■ Text segment ■
I have blogged about the issue of concentration in agricultural markets previously, in November 2017 on concentration levels across various sectors of U.S. agriculture and last March about concentration in the U.S. and global fertilizer markets. However, I am indebted to my friend Austin Frerick, who explored concentration in several key agribusiness sectors, mainly but not exclusively in the United States, in his recently published book Barons. That book shed light for me on an aspect of market concentration that often gets little attention. In recent decades, many big companies have accumulated significant market power in their chosen agricultural sectors by acquiring other companies in the same market segment, but obscure the scale of their total ownership interests in the sector by maintaining the same brand names and/or business names used by the now-absorbed companies, allowing consumers to assume those brands and/or businesses are still in competition with each other.
Austin’s book cites several examples of this phenomenon. He describes the formation of the enormous JAB Holdings Company, a Luxembourg-based company owned by the Reimann family from Germany, which styles itself as an investment firm. This company was established only in 2012. However, as of December 2023, they reported having $54 billion in assets, with most of those investments in the retail food and beverage sector. Their investments include significant holdings in coffee chains such as Peet’s Coffee and Caribou Coffee, pastry shops such as Brueger’s Bagels, Einstein Bagels, and Krispy Kreme, and sandwich restaurants such as Pret a Manger, and Panera Bread. They also sell several branded coffee products in retail stores, such as Green Mountain and La Coulombe Coffee Roasters, and own 27 percent of Keurig, which sells millions of single serve coffee pods (as well as pods for tea and hot chocolate) around the world. I had never heard of this company before reading Austin’s book, but collectively their retail outlets sell more coffee annually than does Starbucks.

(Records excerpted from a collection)

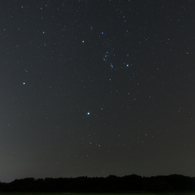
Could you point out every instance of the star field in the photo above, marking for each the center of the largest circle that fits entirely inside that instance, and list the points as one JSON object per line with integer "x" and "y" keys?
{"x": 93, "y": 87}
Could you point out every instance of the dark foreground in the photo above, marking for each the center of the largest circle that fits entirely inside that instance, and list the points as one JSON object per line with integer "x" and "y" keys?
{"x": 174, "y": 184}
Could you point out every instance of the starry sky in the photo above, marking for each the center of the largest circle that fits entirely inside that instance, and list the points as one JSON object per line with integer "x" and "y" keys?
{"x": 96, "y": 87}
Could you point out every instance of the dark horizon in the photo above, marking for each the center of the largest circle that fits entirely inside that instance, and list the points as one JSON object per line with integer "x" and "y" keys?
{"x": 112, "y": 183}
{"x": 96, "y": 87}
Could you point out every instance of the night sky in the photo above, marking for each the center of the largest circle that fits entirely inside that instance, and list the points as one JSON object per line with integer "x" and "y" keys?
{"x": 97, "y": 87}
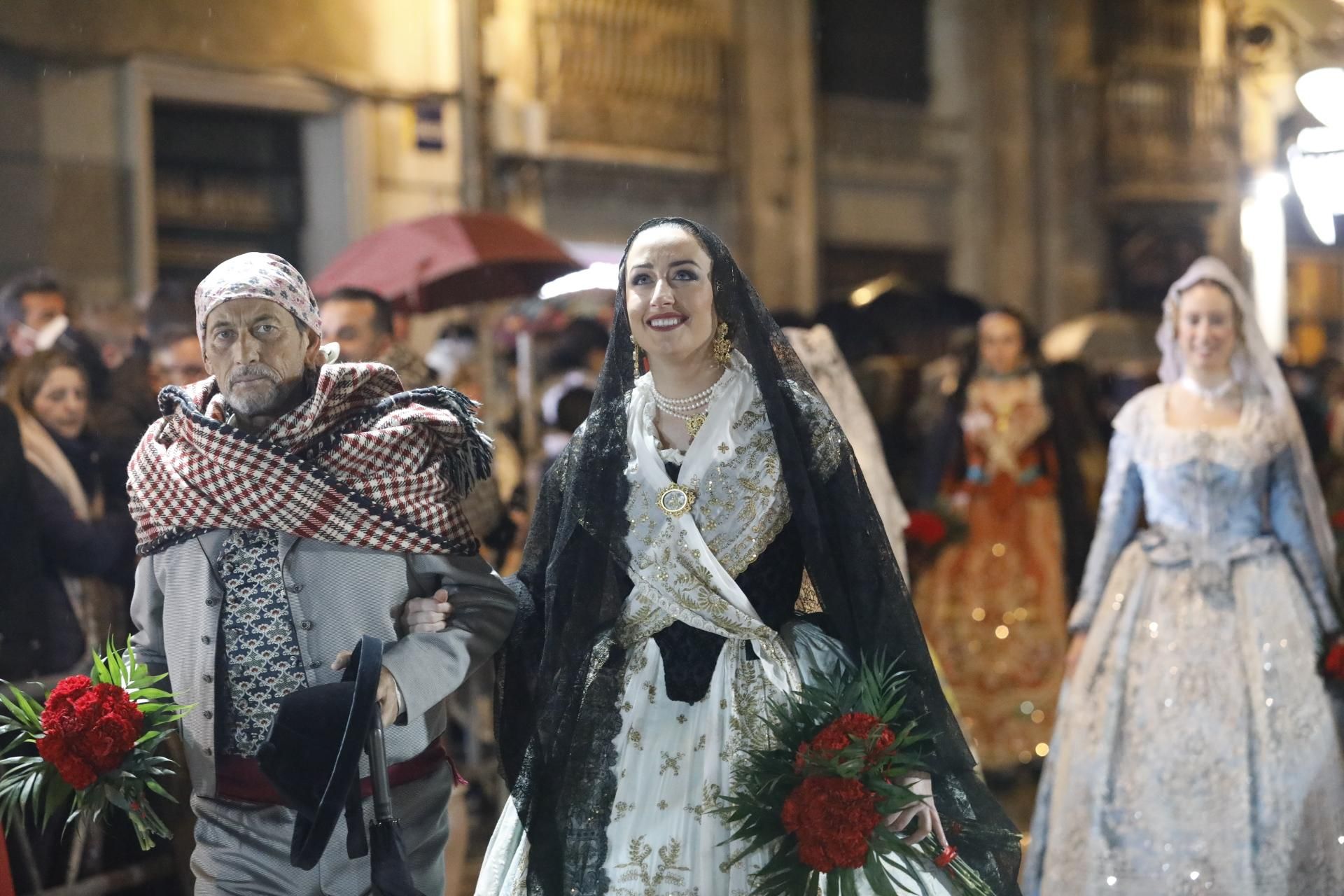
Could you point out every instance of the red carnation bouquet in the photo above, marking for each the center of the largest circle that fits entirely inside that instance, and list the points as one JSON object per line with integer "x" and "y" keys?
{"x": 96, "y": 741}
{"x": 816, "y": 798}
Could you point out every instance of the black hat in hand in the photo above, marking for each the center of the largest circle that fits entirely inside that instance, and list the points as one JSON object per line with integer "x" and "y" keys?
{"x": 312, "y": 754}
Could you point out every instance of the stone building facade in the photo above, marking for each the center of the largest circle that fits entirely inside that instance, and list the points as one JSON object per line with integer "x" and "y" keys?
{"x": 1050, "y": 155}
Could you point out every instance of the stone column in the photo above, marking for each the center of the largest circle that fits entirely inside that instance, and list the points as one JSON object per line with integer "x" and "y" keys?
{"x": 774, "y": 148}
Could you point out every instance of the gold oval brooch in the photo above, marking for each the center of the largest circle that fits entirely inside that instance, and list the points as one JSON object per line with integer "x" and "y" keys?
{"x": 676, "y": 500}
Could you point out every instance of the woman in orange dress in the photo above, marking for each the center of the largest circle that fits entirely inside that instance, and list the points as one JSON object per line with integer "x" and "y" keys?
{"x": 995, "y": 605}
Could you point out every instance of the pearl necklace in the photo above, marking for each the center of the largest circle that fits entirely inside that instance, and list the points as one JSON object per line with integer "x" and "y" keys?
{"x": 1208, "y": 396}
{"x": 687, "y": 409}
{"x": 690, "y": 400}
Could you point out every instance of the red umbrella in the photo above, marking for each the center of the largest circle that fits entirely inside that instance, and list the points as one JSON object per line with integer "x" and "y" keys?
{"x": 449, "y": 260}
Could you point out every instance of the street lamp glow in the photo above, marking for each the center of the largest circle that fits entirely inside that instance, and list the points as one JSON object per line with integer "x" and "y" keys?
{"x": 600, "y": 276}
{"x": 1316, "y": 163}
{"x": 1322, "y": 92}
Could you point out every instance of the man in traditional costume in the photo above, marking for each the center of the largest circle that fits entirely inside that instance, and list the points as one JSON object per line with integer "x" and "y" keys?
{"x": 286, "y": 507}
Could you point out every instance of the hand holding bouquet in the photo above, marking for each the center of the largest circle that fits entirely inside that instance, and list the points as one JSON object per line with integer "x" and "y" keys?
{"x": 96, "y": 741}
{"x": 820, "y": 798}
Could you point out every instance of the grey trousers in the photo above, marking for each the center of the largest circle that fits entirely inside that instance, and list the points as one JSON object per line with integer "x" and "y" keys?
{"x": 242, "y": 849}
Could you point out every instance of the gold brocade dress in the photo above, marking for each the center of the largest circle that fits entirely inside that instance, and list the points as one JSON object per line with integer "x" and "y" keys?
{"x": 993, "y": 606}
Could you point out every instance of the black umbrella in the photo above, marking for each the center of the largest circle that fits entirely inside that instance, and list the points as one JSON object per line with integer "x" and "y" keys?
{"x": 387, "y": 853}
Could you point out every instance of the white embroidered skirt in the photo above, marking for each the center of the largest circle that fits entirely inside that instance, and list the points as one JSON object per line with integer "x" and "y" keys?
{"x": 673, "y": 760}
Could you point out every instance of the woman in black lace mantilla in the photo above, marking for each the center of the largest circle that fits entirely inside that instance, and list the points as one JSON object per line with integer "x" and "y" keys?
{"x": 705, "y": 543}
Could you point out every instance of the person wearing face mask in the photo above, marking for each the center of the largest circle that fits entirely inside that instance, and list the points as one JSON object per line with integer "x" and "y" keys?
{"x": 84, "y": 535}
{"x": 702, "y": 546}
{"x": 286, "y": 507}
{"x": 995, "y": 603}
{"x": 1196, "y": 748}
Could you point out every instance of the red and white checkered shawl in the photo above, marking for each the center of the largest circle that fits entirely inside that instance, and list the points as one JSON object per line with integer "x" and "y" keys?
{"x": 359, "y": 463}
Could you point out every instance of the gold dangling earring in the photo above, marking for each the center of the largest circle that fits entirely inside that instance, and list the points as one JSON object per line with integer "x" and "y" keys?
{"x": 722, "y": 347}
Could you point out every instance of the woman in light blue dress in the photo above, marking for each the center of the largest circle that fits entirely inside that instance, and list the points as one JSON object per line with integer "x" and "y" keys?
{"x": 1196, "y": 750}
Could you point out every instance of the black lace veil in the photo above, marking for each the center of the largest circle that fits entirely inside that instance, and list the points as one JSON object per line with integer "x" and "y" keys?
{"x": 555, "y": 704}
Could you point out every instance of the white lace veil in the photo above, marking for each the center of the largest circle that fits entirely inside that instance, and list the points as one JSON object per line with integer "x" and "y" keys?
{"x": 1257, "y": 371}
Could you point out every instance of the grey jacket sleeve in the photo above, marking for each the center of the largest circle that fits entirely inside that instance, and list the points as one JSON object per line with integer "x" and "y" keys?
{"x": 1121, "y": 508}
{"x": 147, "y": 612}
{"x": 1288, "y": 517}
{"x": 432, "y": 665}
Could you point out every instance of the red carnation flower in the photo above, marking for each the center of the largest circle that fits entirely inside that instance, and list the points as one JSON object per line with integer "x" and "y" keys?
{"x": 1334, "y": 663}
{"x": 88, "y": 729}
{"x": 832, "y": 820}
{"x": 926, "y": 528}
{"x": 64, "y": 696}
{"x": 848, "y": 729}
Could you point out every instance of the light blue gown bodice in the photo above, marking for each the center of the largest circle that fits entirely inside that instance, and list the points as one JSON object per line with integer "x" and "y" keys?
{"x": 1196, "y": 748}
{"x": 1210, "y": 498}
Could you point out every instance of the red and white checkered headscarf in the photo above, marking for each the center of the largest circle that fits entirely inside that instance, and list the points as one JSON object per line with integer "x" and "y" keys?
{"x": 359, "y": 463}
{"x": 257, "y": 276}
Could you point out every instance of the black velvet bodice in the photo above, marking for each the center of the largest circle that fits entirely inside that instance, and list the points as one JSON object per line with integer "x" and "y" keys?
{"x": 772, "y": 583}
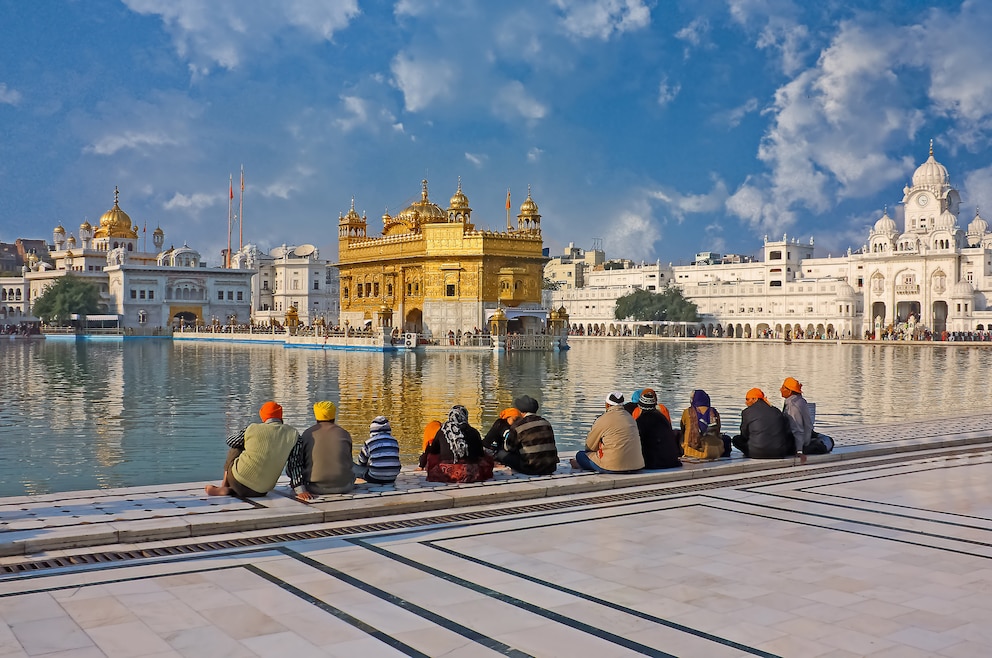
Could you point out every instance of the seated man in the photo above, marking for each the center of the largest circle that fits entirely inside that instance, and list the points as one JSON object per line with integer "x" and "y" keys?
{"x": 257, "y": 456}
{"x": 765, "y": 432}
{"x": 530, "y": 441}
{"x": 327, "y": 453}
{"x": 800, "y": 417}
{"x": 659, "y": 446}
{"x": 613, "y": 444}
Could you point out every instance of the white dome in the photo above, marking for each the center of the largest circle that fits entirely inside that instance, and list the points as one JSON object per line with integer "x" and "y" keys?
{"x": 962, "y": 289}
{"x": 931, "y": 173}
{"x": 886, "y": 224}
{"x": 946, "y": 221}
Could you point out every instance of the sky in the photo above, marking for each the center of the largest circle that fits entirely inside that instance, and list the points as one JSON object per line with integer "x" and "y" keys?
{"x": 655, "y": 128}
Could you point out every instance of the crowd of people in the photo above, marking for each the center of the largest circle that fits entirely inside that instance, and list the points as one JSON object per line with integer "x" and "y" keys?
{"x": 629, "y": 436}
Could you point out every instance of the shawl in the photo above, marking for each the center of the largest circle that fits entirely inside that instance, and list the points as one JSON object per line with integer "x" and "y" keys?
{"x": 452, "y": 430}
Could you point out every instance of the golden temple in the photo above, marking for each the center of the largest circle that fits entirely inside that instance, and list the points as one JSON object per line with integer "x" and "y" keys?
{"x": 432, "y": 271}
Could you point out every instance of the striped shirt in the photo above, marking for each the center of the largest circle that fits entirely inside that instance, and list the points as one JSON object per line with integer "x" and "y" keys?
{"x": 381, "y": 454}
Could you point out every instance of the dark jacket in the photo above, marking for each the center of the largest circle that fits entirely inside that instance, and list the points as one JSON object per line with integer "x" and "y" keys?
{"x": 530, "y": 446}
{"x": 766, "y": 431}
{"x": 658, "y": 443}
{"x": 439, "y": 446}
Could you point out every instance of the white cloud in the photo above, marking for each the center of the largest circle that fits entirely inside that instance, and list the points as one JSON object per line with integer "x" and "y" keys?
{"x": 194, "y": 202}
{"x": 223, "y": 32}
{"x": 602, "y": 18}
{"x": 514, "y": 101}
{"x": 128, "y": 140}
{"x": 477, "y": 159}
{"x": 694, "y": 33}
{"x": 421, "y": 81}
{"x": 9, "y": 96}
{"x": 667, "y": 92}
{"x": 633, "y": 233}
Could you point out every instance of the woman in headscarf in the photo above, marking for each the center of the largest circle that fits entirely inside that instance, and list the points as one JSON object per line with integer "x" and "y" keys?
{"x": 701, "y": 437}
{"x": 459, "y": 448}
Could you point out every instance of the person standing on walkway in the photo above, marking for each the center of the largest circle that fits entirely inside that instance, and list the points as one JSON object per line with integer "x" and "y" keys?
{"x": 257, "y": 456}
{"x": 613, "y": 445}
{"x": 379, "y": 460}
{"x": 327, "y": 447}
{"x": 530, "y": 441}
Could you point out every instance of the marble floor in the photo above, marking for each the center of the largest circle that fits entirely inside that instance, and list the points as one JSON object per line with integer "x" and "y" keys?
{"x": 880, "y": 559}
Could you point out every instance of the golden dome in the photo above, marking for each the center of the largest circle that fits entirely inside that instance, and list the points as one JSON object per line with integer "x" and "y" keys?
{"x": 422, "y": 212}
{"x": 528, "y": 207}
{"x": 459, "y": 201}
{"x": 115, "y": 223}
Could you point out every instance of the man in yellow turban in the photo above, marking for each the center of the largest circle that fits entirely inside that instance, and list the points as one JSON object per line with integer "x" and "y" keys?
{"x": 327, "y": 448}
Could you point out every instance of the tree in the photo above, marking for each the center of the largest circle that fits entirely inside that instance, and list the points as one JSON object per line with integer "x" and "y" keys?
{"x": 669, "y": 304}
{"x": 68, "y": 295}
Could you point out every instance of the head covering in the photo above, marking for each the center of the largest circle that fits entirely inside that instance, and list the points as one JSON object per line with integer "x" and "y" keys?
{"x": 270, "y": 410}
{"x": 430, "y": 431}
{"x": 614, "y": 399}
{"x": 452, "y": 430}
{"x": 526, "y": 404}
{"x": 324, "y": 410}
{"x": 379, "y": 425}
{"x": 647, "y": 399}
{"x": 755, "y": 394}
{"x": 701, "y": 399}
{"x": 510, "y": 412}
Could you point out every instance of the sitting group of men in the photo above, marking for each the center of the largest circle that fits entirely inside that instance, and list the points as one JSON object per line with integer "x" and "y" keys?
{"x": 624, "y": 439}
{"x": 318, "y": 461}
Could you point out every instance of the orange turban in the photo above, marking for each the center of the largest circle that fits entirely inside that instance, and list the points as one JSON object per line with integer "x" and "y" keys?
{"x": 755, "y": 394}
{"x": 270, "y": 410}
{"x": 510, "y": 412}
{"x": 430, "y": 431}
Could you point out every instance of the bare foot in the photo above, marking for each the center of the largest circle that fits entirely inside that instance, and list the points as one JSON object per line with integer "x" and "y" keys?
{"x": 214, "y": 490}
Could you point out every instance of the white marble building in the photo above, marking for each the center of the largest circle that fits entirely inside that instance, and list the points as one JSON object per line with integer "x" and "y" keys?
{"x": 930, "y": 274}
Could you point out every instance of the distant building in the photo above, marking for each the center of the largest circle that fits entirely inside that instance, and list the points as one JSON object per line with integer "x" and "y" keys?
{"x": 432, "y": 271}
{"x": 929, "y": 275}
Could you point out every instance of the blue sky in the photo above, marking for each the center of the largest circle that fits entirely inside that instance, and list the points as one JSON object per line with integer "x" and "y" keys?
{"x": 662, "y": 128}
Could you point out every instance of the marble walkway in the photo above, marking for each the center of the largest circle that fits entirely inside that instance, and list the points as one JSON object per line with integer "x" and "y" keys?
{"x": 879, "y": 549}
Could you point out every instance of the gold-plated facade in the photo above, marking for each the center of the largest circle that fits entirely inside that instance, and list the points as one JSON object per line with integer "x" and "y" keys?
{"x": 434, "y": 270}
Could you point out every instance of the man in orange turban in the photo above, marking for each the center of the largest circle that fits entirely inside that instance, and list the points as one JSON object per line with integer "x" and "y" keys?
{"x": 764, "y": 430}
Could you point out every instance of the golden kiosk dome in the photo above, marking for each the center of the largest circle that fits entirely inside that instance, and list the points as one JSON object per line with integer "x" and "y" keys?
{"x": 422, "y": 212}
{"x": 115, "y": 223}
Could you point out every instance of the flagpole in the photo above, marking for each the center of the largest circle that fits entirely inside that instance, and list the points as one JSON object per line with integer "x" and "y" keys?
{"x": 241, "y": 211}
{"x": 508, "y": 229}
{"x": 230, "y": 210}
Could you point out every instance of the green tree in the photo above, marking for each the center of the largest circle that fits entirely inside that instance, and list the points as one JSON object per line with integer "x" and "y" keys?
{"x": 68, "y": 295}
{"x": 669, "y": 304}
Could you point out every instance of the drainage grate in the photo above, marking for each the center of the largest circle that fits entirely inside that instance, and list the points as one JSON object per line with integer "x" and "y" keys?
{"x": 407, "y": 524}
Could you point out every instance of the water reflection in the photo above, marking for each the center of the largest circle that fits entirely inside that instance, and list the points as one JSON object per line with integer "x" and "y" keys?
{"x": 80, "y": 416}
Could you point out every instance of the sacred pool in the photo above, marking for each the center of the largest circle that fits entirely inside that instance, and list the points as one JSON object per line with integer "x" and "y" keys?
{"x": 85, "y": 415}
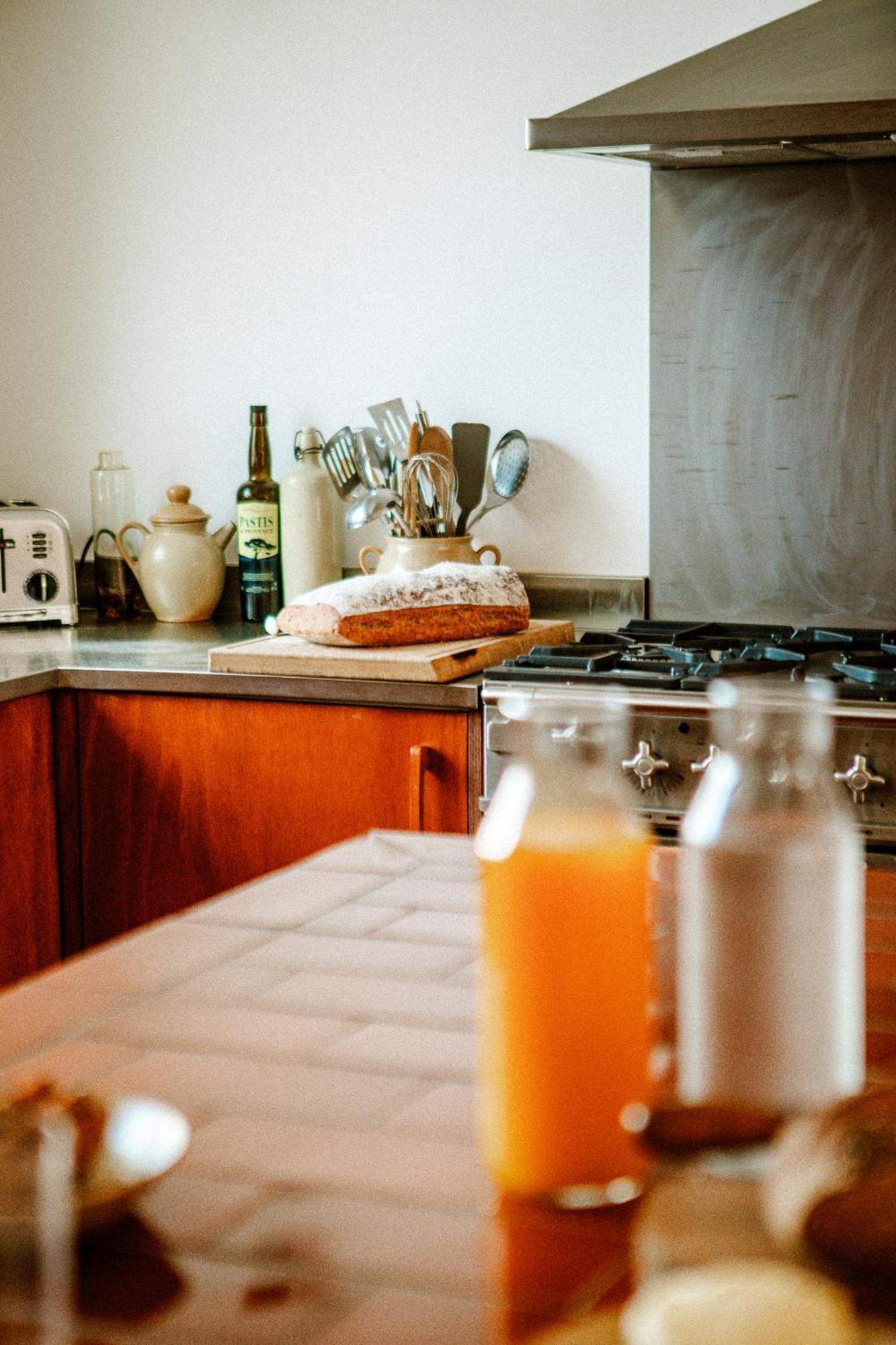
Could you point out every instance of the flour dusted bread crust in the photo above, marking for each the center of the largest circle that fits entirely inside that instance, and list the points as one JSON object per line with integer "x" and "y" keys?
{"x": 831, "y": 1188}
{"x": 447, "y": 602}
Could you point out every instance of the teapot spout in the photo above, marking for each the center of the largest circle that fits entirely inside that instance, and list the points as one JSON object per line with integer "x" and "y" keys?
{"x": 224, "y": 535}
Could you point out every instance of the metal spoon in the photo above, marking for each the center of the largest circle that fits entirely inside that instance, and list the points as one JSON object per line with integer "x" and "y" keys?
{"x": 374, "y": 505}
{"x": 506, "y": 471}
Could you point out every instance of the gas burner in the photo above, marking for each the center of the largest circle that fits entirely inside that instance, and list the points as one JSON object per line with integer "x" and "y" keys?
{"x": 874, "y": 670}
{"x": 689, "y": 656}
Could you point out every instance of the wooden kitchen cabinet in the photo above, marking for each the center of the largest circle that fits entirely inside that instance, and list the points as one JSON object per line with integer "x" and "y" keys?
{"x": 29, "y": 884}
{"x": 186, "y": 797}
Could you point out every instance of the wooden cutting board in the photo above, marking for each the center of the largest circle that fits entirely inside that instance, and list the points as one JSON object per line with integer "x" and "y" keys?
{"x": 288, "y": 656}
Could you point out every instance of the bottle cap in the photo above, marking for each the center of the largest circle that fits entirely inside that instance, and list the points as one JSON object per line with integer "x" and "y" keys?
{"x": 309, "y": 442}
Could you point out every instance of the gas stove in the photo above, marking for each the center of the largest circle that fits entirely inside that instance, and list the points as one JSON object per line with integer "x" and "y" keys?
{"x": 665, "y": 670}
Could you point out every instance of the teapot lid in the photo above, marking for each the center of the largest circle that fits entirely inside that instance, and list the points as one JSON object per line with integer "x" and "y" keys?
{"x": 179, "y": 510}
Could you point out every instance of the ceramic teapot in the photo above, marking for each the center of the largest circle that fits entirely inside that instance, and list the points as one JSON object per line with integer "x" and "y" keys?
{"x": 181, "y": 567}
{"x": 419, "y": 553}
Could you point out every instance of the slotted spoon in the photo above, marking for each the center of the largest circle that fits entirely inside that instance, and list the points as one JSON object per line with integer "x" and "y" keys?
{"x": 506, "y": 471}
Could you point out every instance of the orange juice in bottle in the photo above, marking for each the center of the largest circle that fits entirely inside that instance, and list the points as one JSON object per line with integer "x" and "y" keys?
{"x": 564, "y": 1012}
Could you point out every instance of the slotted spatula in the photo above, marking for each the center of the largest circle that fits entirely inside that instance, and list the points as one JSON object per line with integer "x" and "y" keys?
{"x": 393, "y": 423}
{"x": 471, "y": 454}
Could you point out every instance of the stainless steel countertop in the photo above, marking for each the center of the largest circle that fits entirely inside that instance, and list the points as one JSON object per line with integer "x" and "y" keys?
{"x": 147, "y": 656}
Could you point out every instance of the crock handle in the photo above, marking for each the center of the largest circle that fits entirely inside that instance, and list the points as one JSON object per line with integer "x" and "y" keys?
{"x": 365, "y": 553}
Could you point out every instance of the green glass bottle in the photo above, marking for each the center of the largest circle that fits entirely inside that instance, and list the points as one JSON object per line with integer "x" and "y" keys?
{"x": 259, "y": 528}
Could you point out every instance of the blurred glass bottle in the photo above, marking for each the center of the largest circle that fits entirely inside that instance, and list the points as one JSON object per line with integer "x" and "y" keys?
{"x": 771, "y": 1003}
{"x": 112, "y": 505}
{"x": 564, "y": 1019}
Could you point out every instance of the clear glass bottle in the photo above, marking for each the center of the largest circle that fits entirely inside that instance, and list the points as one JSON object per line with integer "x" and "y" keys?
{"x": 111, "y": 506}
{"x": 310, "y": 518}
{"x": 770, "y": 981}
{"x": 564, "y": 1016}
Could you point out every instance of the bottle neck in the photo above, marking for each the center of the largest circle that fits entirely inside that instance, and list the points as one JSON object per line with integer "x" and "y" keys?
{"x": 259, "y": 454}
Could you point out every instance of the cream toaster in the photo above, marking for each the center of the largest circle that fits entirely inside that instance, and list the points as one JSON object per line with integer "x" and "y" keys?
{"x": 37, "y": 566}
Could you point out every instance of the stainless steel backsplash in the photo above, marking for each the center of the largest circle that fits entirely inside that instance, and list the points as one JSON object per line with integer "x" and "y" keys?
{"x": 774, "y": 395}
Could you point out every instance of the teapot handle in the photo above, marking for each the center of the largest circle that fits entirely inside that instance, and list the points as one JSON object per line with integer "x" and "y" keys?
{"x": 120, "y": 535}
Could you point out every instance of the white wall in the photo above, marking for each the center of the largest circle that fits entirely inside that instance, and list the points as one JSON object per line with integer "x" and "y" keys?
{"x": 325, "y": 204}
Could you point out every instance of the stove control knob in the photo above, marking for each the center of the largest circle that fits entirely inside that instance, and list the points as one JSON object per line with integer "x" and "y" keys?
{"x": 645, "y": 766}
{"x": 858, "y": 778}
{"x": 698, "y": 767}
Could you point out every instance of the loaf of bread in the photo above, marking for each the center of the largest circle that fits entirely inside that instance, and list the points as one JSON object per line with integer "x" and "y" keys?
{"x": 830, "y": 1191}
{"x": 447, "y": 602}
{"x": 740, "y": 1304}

■ Tasks to complete ■
1) In the text on agricultural market concentration, condense the paragraph beginning "Austin’s book cites several examples" into a bulleted list that keeps its main facts.
2) Extend the piece on agricultural market concentration, starting after its final sentence.

■ Answer list ■
1)
- JAB Holdings Company is a Luxembourg-based firm owned by the Reimann family from Germany. It calls itself an investment firm and was established in 2012.
- As of December 2023, it reported $54 billion in assets, mostly in the retail food and beverage sector.
- Its holdings include:
  - coffee chains Peet’s Coffee and Caribou Coffee
  - pastry shops Brueger’s Bagels, Einstein Bagels and Krispy Kreme
  - sandwich restaurants Pret a Manger and Panera Bread
- It sells branded retail coffee products such as Green Mountain and La Coulombe Coffee Roasters.
- It owns 27 percent of Keurig, which sells millions of single-serve pods worldwide.
- Together, its retail outlets sell more coffee each year than Starbucks.

2)
In the animal protein sector, a Brazilian-based company, JBS, has acquired several U.S. meatpacking companies over the last few decades. Using $20 billion, some of it obtained through low-interest loans provided by the federal government and state governments of Brazil, the owners of JBS, two brothers named Joesley and Wesley Batista, bought up meatpacking facilities around the world, including in Brazil, Argentina, Australia, Mexico, Italy, and Northern Ireland. They also purchased several U.S. meatpacking firms, including Swift and Company, the beef packing arm of Smithfield Foods, and a controlling interest in Pilgrim’s Pride, a poultry integrator. Today, JBS is one of four firms that control 85 percent of the U.S. beef packing sector. This company also elected to maintain the brand names of the companies they acquired, and sell their products under 43 different labels in the United States alone. In 2023, global revenue of JBS amounted to approximately $72.9 billion.
Although not covered in Austin’s book, the German-based life science company Bayer AG, has followed a similar path to market dominance in the production of seeds that is described above for JAB Holdings and JBS. Bayer is much older than the other two companies discussed in this blog, with a more than 160-year history, although it was one of six major German companies absorbed by mutual agreement into the operating consortium I.G. Farben in 1925, and didn’t re-emerge as an independent company until after World War II. During the war, I.G. Farben made ample use of forced and prisoner labor in its facilities in support of the Nazi war effort.
Starting in December of 2014, the company’ Crop Sciences division began its efforts to acquire new interests, with the Land Management component of DuPont Crop Protection. In May 2016, they contracted to acquire Monsanto, another major life sciences company, although the deal was not completed until 2018. Due to Monsanto’s own acquisitions in previous years, Bayer is one of two companies (the other being Corteva) that controlled the majority of sales to U.S. corn, soybeans, and cotton producers as of 2020. However, Bayer continues to sell seed products under the brand names of companies that no longer exist, such as Asgrow, DeKalb, and Channel (corn, soybeans, and sorghum), Westbred (wheat), and Deltapine (cotton). The company is also a major player in the U.S. and global agricultural chemicals markets, although it assumed a lot of potential liability in its acquisition of Monsanto due to ongoing lawsuits regarding the health effects of its glyphosate (Roundup) herbicide. The whole company’s revenue was $51 billion in 2023, about half of which came out of their Crop Science businesses.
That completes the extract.